Text extract
- - - - - - -

When I visited Hobart last year I took a tour of the Sea Shepherd vessel the MY Steve Irwin which is registered under a Dutch flag but which flies the Jolly Roger (right). I was quite irked by the ship's Skull and Crossbones ensign and I confronted the nice young man giving me the tour. "Isn't that a pirate flag?" I asked him. "It is," he replied happily. "Oh, so I suppose you consider yourselves pirates then," I said somewhat annoyed. Why was I irked by a silly flag? Well, I come from a Royal Navy family: my dad was in the navy for twenty five years, I had a great uncle at Dunkirk and my brother is currently an officer in the Royal Navy. Piracy is a huge problem in the Indian and Pacific Oceans and ships sailing under the Black Flag are not cool in my book. But the young man had an answer for me. "We fly the Jolly Roger because we have sunk enemy boats," he explained. This completely disarmed me. I knew that since World War I Royal Navy submarines that have sunk vessels in combat are allowed to fly the Jolly Roger on the day that they return to their home port. It began as a goof (because the First Sea Lord had called the submarine service "piratical and damned un-British") and quickly became a tradition. The Jolly Roger was last flown - somewhat controversialy - in 1982 by the returning submarine HMS Conqueror after the Falklands War. The Sea Shepherds have embraced this tradition and when their vessels collide with whaling ships (the Shepherds claim that they do not deliberately ram ships) and the whaling ship is forced to be scuttled then that's another ship sunk. ...
Morally this is all pretty dodgy. On the one hand they say they are not terrorists or pirates because every ship they have sunk has been an "accident" but on the other hand they embrace the Jolly Roger and its connotations with piratical glee. The flag of course isn't a true skull and crossbones: a shepherd's crook is crossed with (presumably) Poseidon's trident under the skull and there are three dolphin motifs, but basically its the same. (For more on the history of the Jolly Roger, click here.)...
I was thinking about all this yesterday when I read in the New York Times that under pressure from the Sea Shepherd ships the MY Steve Irwin and the MY Bob Barker the Japanese Whaling Fleet has completely abandoned their Antarctic whale hunt for 2011, has steamed back to Japan, and has said that they may never return because of the Sea Shepherds "dangerous tactics". It therefore looks like the Sea Shepherds and their aggressive methods have triumphed where governments and more pacifist groups like Greenpeace have largely failed. Even today it seems the Black Flag can be intimidating.

- - - - - - -

What to work on
• A. Answer these questions from the Sea Shepherd text:
(i) Under which country's flag is the MY Steve Irwin registered?
(ii) In what year, and by which returning submarine, was the Jolly Roger last flown?
(iii) What is crossed with the trident under the skull on the Sea Shepherd flag?
• B. Translate this sentence from the Sea Shepherd text into Spanish: "Even today it seems the Black Flag can be intimidating."
Use only the Sea Shepherd text to respond; do not draw on outside knowledge.

- - - - - - -

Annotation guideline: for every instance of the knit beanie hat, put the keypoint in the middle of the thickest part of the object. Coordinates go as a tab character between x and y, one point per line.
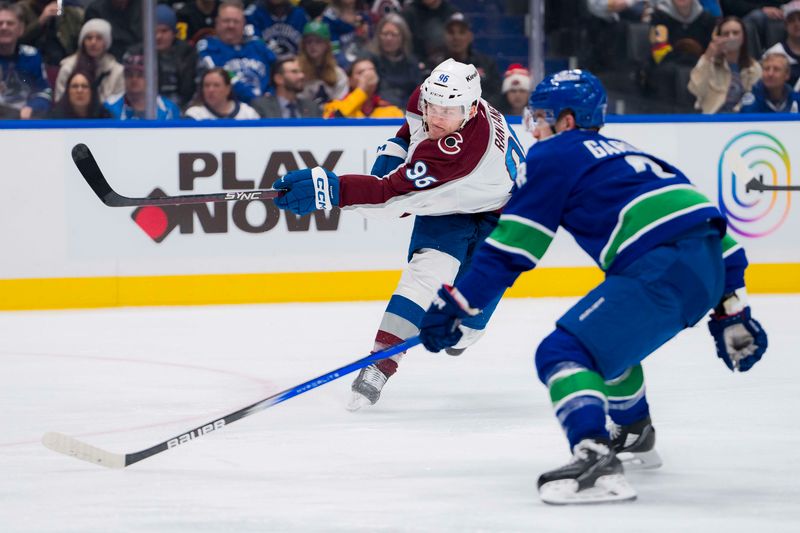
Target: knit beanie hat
98	26
516	77
318	28
166	16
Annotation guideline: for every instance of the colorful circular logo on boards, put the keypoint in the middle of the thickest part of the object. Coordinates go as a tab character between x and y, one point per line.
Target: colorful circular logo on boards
759	155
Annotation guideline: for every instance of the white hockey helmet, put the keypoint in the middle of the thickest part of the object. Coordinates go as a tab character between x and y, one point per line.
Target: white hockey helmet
451	84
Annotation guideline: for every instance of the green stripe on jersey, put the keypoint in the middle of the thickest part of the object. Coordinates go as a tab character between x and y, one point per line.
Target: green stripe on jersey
646	212
627	386
518	235
580	383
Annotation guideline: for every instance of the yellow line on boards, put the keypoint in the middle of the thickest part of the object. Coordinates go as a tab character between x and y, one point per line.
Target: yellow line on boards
70	293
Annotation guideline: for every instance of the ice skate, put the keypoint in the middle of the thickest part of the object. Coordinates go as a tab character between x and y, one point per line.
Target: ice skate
594	475
635	443
366	388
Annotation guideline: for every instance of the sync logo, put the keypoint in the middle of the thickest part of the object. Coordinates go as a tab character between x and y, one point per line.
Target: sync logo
193	434
239	195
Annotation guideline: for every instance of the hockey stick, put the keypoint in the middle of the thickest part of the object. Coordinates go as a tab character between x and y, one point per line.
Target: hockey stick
67	445
91	172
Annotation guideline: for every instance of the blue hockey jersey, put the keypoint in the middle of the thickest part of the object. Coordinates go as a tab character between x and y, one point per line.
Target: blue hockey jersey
249	63
615	200
119	109
282	34
22	80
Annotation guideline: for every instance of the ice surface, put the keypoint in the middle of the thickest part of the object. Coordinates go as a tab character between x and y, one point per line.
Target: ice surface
455	444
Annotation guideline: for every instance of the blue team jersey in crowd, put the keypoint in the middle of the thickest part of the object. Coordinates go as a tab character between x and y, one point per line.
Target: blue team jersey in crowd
756	101
249	63
282	34
615	200
22	80
119	109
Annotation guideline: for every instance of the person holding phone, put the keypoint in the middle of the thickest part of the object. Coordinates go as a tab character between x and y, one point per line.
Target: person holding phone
726	71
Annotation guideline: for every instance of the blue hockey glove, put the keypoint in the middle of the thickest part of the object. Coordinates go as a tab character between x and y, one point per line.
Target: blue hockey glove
391	155
439	328
308	190
740	339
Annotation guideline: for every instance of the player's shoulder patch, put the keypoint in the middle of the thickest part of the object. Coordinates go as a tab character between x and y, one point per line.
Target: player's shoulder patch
27	50
451	145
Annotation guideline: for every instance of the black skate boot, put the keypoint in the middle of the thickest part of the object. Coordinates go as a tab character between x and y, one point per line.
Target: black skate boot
367	387
594	475
635	444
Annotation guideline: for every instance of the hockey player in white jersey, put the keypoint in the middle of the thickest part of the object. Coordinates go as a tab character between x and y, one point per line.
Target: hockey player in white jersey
454	165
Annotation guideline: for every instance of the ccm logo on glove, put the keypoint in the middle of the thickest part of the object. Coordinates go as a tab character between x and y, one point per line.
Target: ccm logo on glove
322	190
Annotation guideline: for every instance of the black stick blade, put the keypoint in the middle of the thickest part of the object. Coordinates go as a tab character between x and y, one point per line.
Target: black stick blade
90	170
87	166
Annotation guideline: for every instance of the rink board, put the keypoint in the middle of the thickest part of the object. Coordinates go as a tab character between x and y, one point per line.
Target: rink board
62	248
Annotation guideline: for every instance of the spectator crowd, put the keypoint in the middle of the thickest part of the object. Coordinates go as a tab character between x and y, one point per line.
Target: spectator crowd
363	58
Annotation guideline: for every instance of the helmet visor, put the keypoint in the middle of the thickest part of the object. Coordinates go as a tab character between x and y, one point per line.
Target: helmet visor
532	116
454	113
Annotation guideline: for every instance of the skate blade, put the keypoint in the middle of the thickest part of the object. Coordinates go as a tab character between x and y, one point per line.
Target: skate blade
607	489
640	460
357	401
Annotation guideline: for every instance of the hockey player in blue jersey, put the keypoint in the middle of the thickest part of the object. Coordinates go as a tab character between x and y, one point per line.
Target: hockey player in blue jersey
667	259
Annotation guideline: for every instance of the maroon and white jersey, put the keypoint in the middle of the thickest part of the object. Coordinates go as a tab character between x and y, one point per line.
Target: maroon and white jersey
469	171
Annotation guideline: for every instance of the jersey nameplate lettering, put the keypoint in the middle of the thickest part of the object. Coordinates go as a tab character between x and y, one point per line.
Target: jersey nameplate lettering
601	149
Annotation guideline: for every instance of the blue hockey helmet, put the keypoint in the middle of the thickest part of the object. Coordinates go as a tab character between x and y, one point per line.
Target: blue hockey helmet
577	90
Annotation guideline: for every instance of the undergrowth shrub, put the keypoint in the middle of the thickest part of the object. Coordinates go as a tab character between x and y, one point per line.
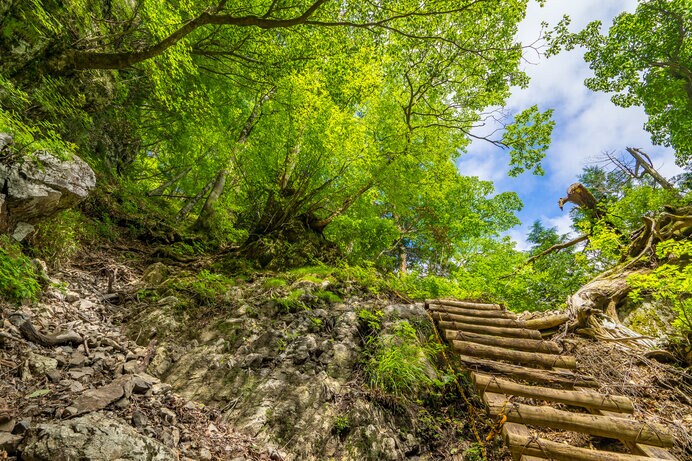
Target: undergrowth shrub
18	279
58	239
670	283
402	363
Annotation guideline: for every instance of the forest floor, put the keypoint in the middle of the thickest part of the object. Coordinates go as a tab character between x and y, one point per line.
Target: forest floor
107	375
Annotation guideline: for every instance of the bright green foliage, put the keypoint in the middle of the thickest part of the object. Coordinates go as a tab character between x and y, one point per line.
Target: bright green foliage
400	363
273	283
18	280
670	282
206	288
646	60
57	240
328	296
527	137
308	122
556	275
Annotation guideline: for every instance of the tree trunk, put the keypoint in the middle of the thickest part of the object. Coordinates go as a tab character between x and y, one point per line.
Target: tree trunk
403	267
206	216
578	194
185	210
162	188
643	160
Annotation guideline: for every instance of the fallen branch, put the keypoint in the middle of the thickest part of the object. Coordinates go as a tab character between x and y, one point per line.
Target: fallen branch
557	247
30	333
552	249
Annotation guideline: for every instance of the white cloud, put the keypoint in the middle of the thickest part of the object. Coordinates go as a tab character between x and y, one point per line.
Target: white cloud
587	123
563	223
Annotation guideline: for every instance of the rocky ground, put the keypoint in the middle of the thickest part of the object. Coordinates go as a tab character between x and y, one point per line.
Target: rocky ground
255	379
251	377
95	400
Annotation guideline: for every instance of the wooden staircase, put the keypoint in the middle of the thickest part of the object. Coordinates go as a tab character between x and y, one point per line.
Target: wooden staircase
508	358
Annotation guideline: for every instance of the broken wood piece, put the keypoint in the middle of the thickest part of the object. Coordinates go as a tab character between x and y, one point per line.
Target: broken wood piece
637	448
493	322
30	333
556	378
522	445
544	323
488	330
520	344
602	426
471	312
578	398
466	304
532	359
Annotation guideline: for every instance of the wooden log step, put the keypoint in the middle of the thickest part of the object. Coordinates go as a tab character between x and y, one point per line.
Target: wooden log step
602	426
472	312
556	378
534	359
493	322
520	344
488	330
523	445
466	304
578	398
517	432
544	323
637	448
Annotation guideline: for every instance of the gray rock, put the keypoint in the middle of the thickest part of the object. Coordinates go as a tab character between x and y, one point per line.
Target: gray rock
77	360
40	364
155	274
139	385
171	437
7	424
76	386
139	419
22	230
39	186
169	301
93	436
53	375
21	427
131	367
97	399
168	415
9	442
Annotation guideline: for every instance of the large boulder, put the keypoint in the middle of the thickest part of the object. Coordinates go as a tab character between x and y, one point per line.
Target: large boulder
38	186
93	436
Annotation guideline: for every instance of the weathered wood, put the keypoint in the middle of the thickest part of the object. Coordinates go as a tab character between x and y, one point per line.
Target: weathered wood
637	448
508	428
534	359
472	312
603	426
488	330
492	322
547	449
556	378
578	398
520	344
550	321
466	304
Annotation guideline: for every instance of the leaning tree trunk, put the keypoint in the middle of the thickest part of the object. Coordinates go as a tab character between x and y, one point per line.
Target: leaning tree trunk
208	213
601	296
185	210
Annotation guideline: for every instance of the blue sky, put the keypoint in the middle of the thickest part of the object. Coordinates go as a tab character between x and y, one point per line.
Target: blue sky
587	123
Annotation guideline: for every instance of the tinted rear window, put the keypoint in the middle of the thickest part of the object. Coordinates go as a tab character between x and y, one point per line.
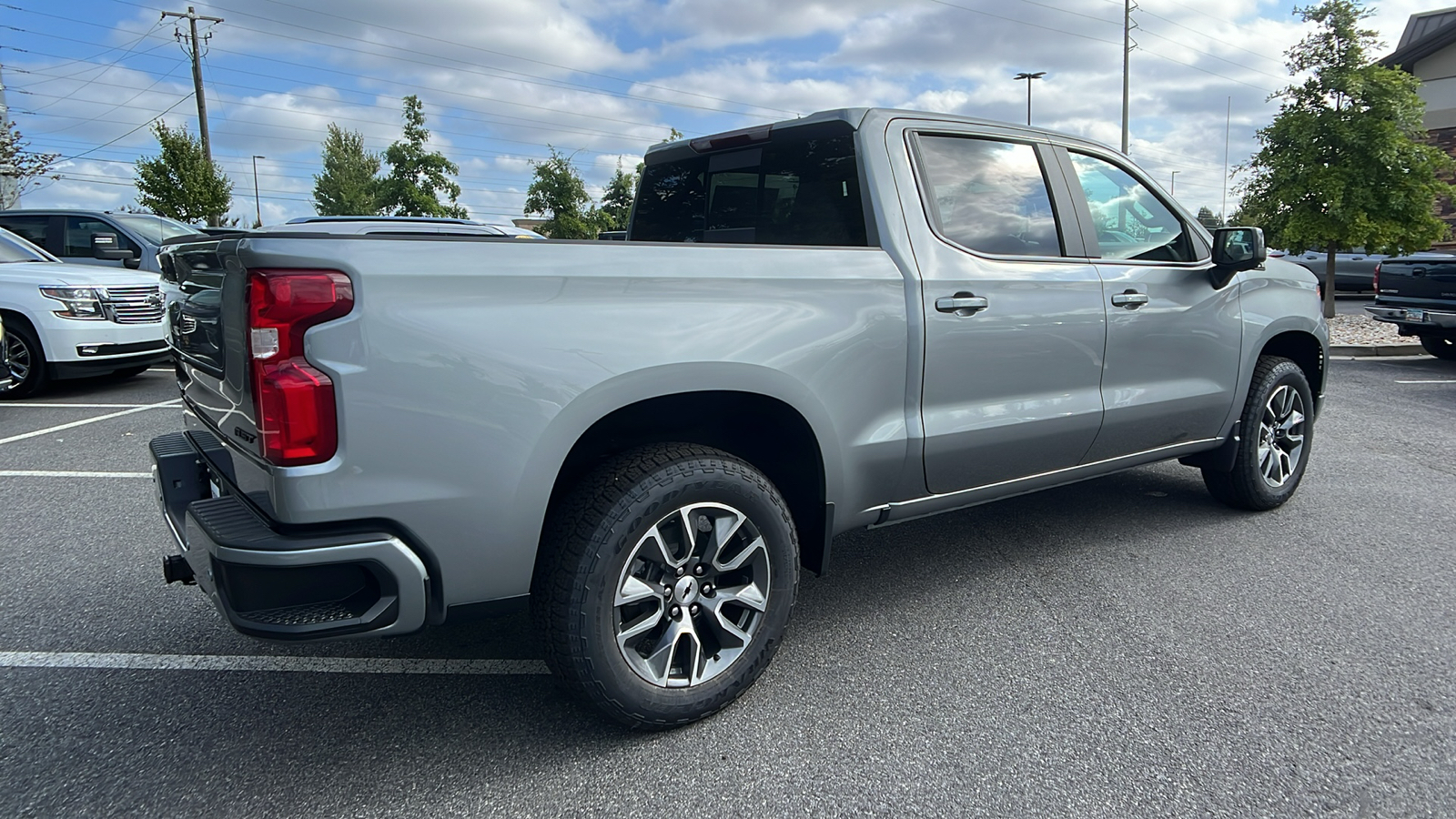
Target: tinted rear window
798	188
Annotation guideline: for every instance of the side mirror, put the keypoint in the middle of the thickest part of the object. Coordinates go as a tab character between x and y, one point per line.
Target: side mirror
106	248
1235	249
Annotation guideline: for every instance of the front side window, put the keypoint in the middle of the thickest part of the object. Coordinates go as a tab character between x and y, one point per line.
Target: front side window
989	196
1132	223
79	232
29	228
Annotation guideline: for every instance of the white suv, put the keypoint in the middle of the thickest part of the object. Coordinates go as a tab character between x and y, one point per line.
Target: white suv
69	321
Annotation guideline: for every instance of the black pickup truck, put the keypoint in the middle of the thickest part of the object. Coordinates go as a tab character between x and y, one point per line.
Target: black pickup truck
1419	296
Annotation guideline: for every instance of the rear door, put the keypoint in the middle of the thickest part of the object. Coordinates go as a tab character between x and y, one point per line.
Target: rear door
1014	321
1172	339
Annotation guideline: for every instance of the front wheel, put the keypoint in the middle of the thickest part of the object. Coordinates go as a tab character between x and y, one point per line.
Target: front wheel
1278	431
1441	347
666	583
25	360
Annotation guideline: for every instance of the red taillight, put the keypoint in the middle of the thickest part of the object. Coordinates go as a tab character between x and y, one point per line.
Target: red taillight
293	402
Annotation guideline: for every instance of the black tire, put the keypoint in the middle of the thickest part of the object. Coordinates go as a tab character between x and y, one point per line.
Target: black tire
612	538
1273	450
1441	347
25	359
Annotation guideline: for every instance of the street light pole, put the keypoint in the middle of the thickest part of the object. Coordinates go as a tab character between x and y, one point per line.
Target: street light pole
1028	77
258	203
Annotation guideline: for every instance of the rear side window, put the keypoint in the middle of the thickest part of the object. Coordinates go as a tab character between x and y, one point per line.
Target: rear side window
798	188
989	196
29	228
1132	223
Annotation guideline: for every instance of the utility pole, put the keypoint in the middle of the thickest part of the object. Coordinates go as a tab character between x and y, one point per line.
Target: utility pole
1228	121
258	203
1127	50
1028	77
197	70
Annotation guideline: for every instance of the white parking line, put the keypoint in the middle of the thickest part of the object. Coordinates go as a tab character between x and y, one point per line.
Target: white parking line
65	474
255	663
48	430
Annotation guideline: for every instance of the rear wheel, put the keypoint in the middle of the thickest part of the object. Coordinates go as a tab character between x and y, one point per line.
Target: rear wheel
1441	347
1278	430
666	583
24	359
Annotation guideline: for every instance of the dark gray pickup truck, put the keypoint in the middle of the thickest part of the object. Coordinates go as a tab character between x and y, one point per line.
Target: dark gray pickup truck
844	321
1419	296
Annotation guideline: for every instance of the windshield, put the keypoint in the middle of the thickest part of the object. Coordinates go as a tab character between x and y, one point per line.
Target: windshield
16	249
155	229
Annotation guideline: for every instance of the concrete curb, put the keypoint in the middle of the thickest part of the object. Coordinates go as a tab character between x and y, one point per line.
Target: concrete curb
1361	350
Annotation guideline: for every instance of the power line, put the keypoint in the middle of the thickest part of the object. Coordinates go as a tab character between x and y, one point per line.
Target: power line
526	58
470	69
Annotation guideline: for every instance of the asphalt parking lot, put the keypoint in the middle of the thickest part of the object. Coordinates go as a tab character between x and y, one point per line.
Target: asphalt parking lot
1123	647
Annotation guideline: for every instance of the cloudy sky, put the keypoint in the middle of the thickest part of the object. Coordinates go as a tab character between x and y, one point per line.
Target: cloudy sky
603	79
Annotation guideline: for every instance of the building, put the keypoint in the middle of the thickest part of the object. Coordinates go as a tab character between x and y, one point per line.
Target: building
1427	50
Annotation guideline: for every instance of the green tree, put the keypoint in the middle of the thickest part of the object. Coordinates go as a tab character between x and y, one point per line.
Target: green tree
349	184
419	177
616	201
181	182
560	194
1343	164
22	167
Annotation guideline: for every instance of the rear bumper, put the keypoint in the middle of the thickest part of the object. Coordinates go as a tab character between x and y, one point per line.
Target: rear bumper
276	584
1431	319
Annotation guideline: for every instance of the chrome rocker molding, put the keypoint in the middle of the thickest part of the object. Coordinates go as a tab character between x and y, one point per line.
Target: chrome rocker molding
903	511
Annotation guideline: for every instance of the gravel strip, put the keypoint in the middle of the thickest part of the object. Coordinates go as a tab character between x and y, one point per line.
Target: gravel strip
1365	329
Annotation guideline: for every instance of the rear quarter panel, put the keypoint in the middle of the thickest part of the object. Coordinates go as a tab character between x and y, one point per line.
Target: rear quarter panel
470	369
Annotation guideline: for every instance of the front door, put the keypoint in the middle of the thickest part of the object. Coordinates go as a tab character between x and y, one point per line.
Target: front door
1172	339
1014	325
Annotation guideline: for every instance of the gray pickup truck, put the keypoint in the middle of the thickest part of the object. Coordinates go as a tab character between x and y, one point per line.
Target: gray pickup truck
849	319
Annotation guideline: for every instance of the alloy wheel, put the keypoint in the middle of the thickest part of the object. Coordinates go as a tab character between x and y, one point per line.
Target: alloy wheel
692	595
1281	436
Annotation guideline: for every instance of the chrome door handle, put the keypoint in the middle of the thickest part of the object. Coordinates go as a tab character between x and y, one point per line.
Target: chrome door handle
961	305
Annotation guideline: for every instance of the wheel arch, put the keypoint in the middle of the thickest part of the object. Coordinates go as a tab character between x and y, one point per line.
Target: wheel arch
757	414
1303	349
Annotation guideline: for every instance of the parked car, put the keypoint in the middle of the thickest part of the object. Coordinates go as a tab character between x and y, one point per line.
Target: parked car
69	321
67	235
1354	268
1419	296
844	321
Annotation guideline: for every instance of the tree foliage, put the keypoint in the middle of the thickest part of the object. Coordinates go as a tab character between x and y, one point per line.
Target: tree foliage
616	200
349	184
1343	164
560	194
181	182
25	167
419	177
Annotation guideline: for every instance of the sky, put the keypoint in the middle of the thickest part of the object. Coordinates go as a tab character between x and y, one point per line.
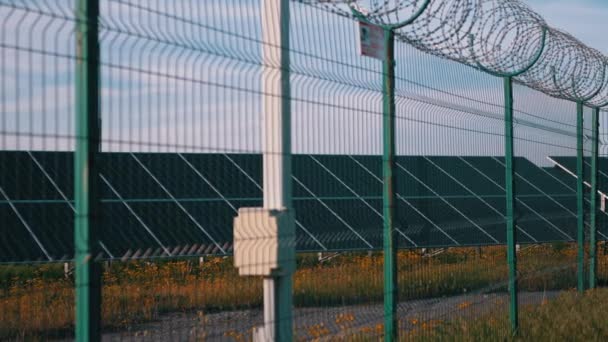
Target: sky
585	19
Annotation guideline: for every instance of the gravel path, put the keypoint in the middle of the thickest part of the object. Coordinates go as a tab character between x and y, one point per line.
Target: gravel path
311	322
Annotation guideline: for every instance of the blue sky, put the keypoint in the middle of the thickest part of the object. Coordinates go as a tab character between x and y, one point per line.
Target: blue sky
585	19
164	97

- - - - - - -

Solved problems
• A.
(i) Under a Dutch flag.
(ii) In 1982, by HMS Conqueror.
(iii) A shepherd's crook.

• B. Incluso hoy parece que la Bandera Negra puede resultar intimidante.